[[ Dataset entries open ]]

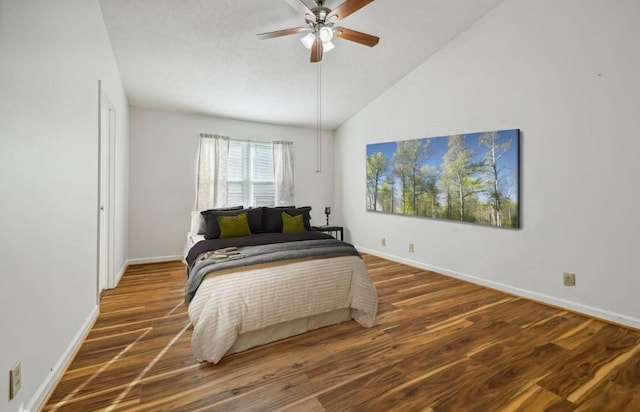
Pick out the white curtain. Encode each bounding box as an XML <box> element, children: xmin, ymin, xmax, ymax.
<box><xmin>195</xmin><ymin>135</ymin><xmax>230</xmax><ymax>210</ymax></box>
<box><xmin>273</xmin><ymin>140</ymin><xmax>294</xmax><ymax>206</ymax></box>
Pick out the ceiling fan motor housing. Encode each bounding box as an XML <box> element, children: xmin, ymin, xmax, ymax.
<box><xmin>306</xmin><ymin>6</ymin><xmax>332</xmax><ymax>25</ymax></box>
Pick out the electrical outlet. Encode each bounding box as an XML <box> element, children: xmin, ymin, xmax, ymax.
<box><xmin>9</xmin><ymin>362</ymin><xmax>21</xmax><ymax>399</ymax></box>
<box><xmin>409</xmin><ymin>243</ymin><xmax>415</xmax><ymax>253</ymax></box>
<box><xmin>563</xmin><ymin>272</ymin><xmax>576</xmax><ymax>286</ymax></box>
<box><xmin>381</xmin><ymin>237</ymin><xmax>386</xmax><ymax>246</ymax></box>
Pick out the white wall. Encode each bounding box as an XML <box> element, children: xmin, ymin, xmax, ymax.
<box><xmin>335</xmin><ymin>0</ymin><xmax>640</xmax><ymax>327</ymax></box>
<box><xmin>129</xmin><ymin>108</ymin><xmax>334</xmax><ymax>260</ymax></box>
<box><xmin>0</xmin><ymin>1</ymin><xmax>129</xmax><ymax>411</ymax></box>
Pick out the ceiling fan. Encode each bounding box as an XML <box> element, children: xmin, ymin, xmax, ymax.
<box><xmin>257</xmin><ymin>0</ymin><xmax>379</xmax><ymax>63</ymax></box>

[[ Dataset entries closed ]]

Restate the entries verbatim and exclude any pictures.

Pick out the white curtain. Encode each bounding box as an XML <box> element, children: xmin, ymin, xmax, ymax.
<box><xmin>195</xmin><ymin>135</ymin><xmax>230</xmax><ymax>210</ymax></box>
<box><xmin>273</xmin><ymin>140</ymin><xmax>294</xmax><ymax>206</ymax></box>
Pick out the ceiling fan motor housing. Encode each bounding box as an XML <box> element, children: xmin, ymin, xmax, ymax.
<box><xmin>306</xmin><ymin>6</ymin><xmax>332</xmax><ymax>25</ymax></box>
Pick out the electrical outlet. Encode each bounding box as an XML <box> element, children: xmin, ymin, xmax, ymax.
<box><xmin>9</xmin><ymin>362</ymin><xmax>21</xmax><ymax>399</ymax></box>
<box><xmin>409</xmin><ymin>243</ymin><xmax>415</xmax><ymax>253</ymax></box>
<box><xmin>563</xmin><ymin>272</ymin><xmax>576</xmax><ymax>286</ymax></box>
<box><xmin>381</xmin><ymin>237</ymin><xmax>386</xmax><ymax>246</ymax></box>
Pick out the white wall. Encode each bounding box as an XML <box> element, children: xmin, ymin, xmax, ymax.
<box><xmin>335</xmin><ymin>0</ymin><xmax>640</xmax><ymax>327</ymax></box>
<box><xmin>129</xmin><ymin>108</ymin><xmax>334</xmax><ymax>260</ymax></box>
<box><xmin>0</xmin><ymin>1</ymin><xmax>129</xmax><ymax>411</ymax></box>
Pick out the ceiling fan. Encode each bounding box as an XML <box> element, children: xmin, ymin, xmax, ymax.
<box><xmin>257</xmin><ymin>0</ymin><xmax>379</xmax><ymax>63</ymax></box>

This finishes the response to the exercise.